Things to do:
1. Rewrite the paragraph that begins "Much to my surprise" in the dishwasher passage below in fewer words, keeping its main facts.
2. According to the dishwasher passage below, what was the writer's first car?
3. Reproduce the dishwasher passage below from "Lest you think" to "have it fixed.".

Passage to read:
_ _ _ _

Twenty-some odd years ago as a college junior, I screamed in horror watching a friend open a running dishwasher. She wanted to slip in a lightly used fork. I jumped to stop her, yelling “don’t open it, can’t you tell it’s full of water?” She paused briefly, turning to look at me with a “have you lost your mind” grimace, and yanked open the door.
Much to my surprise, nothing happened. A puff of steam. An errant drip, perhaps? But no cascade of soapy water. She slid the fork into the basket, closed the door, and hit a button. The machine started back up with a gurgle, and the kitchen floor was none the wetter.
Until that point in my life, I had no idea how a dishwasher worked. I had been around a dishwasher, but the house I lived in growing up didn’t have one. To me, washing the dishes meant filling the sink with soapy water, something akin to a washer in a laundry. I assumed dishwashers worked on the same principle, using gallons of water to slosh the dishes clean. Who knew?
Lest you think me completely inept, a counterpoint. My first car was a 1979 Ford Mustang. And I quickly learned how that very used car worked when the Mustang’s automatic choke conked out. As it happens, although a choke is necessary to start and run a gasoline engine, that it be “automatic” is not. My father Rube Goldberg-ed up a manual choke in about 15 minutes rather than paying to have it fixed.

_ _ _ _

Supplied material:
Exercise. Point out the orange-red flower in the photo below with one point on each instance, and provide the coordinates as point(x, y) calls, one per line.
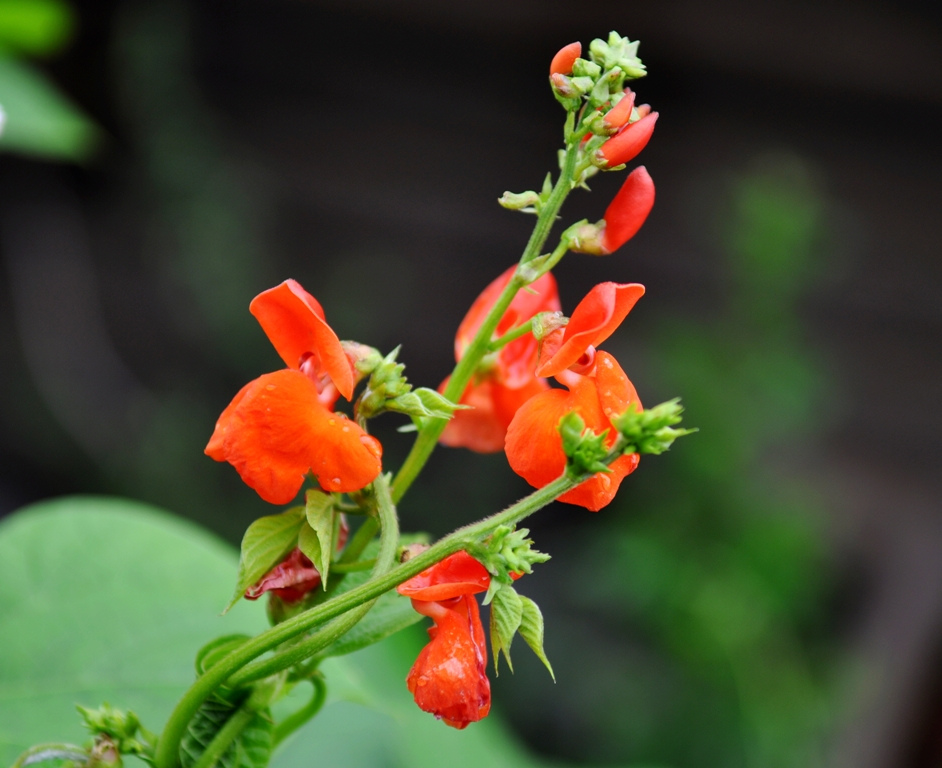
point(627, 211)
point(564, 59)
point(497, 393)
point(279, 427)
point(596, 388)
point(449, 677)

_ _ _ _

Problem solutions:
1. Nothing happened when the door opened: only a puff of steam and perhaps a drip, with no flood of soapy water. The friend put in the fork, shut the door and pressed a button, and the machine restarted with a gurgle, leaving the kitchen floor dry.

2. A 1979 Ford Mustang.

3.
Lest you think me completely inept, a counterpoint. My first car was a 1979 Ford Mustang. And I quickly learned how that very used car worked when the Mustang’s automatic choke conked out. As it happens, although a choke is necessary to start and run a gasoline engine, that it be “automatic” is not. My father Rube Goldberg-ed up a manual choke in about 15 minutes rather than paying to have it fixed.